### What to do
Every entry is to be set down a second time, precisely as written.

═════ Given data

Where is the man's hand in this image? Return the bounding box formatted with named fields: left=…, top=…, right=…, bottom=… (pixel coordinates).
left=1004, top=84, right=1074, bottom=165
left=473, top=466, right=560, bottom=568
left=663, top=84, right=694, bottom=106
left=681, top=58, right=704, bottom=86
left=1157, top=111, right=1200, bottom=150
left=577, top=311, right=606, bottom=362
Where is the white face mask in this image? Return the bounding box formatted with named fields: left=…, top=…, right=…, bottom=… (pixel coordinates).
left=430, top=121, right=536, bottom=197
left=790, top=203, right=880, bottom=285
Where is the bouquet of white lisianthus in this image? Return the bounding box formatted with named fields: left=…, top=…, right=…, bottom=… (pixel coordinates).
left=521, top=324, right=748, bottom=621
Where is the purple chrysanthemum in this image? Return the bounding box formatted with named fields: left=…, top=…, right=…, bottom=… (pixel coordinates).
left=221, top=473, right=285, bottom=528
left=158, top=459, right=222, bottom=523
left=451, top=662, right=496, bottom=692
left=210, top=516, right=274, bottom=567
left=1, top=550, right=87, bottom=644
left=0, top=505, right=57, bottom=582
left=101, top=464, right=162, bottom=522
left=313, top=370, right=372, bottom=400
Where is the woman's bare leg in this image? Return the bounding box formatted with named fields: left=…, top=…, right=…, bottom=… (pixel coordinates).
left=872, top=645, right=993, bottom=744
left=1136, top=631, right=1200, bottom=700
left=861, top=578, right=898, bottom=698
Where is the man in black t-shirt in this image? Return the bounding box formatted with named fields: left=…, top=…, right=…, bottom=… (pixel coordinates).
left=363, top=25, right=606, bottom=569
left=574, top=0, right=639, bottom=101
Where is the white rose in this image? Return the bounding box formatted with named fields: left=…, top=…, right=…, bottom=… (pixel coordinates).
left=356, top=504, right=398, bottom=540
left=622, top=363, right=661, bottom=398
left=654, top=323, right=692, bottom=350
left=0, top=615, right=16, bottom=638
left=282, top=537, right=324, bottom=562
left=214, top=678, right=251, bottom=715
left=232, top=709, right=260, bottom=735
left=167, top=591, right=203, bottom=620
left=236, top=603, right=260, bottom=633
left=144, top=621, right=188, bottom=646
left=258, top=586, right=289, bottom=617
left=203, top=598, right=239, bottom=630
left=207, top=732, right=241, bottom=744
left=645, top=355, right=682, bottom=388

══════════

### Response
Where is the man's hand in this image? Return the bounding box formatted with named fields: left=…, top=…, right=…, bottom=… (pixel coordinates).
left=1004, top=84, right=1074, bottom=165
left=473, top=466, right=560, bottom=568
left=663, top=84, right=694, bottom=106
left=681, top=58, right=704, bottom=86
left=1157, top=111, right=1200, bottom=150
left=577, top=311, right=606, bottom=362
Where is the white face mask in this image? Return the bounding box formatted with named fields: left=…, top=…, right=…, bottom=… (pixel coordinates).
left=430, top=121, right=536, bottom=197
left=790, top=203, right=880, bottom=285
Where is the bouquet of white lisianthus in this image? Return the bounding box formatted with named fields: left=…, top=…, right=…, bottom=… (pixel coordinates).
left=521, top=324, right=748, bottom=621
Where is the purple chrysanthemum in this image? Return the bounding box formatted with named fields: left=…, top=…, right=…, bottom=… (pixel coordinates).
left=221, top=473, right=285, bottom=528
left=158, top=459, right=222, bottom=523
left=451, top=662, right=496, bottom=692
left=210, top=516, right=274, bottom=567
left=1, top=550, right=87, bottom=644
left=0, top=505, right=57, bottom=582
left=101, top=464, right=162, bottom=522
left=313, top=370, right=372, bottom=400
Where is the woman's bare leg in this image? Return the bounding box formatted with named fields: left=…, top=…, right=…, bottom=… (pixel coordinates).
left=872, top=645, right=993, bottom=744
left=1136, top=631, right=1200, bottom=700
left=861, top=578, right=898, bottom=698
Where is the man in black t-shirt in this image? Return the bounding box formatted with named fields: left=…, top=…, right=…, bottom=… (pixel coordinates).
left=363, top=25, right=606, bottom=569
left=574, top=0, right=639, bottom=101
Where is the white rose in this image? Return the bounding box formatted with named fields: left=…, top=…, right=…, bottom=… (pixel coordinates).
left=356, top=504, right=398, bottom=540
left=622, top=363, right=661, bottom=398
left=654, top=323, right=692, bottom=350
left=0, top=615, right=16, bottom=638
left=282, top=537, right=324, bottom=562
left=214, top=678, right=251, bottom=715
left=232, top=709, right=260, bottom=735
left=167, top=591, right=203, bottom=620
left=236, top=603, right=260, bottom=633
left=144, top=621, right=188, bottom=646
left=258, top=586, right=289, bottom=617
left=203, top=598, right=239, bottom=630
left=207, top=732, right=241, bottom=744
left=645, top=355, right=682, bottom=388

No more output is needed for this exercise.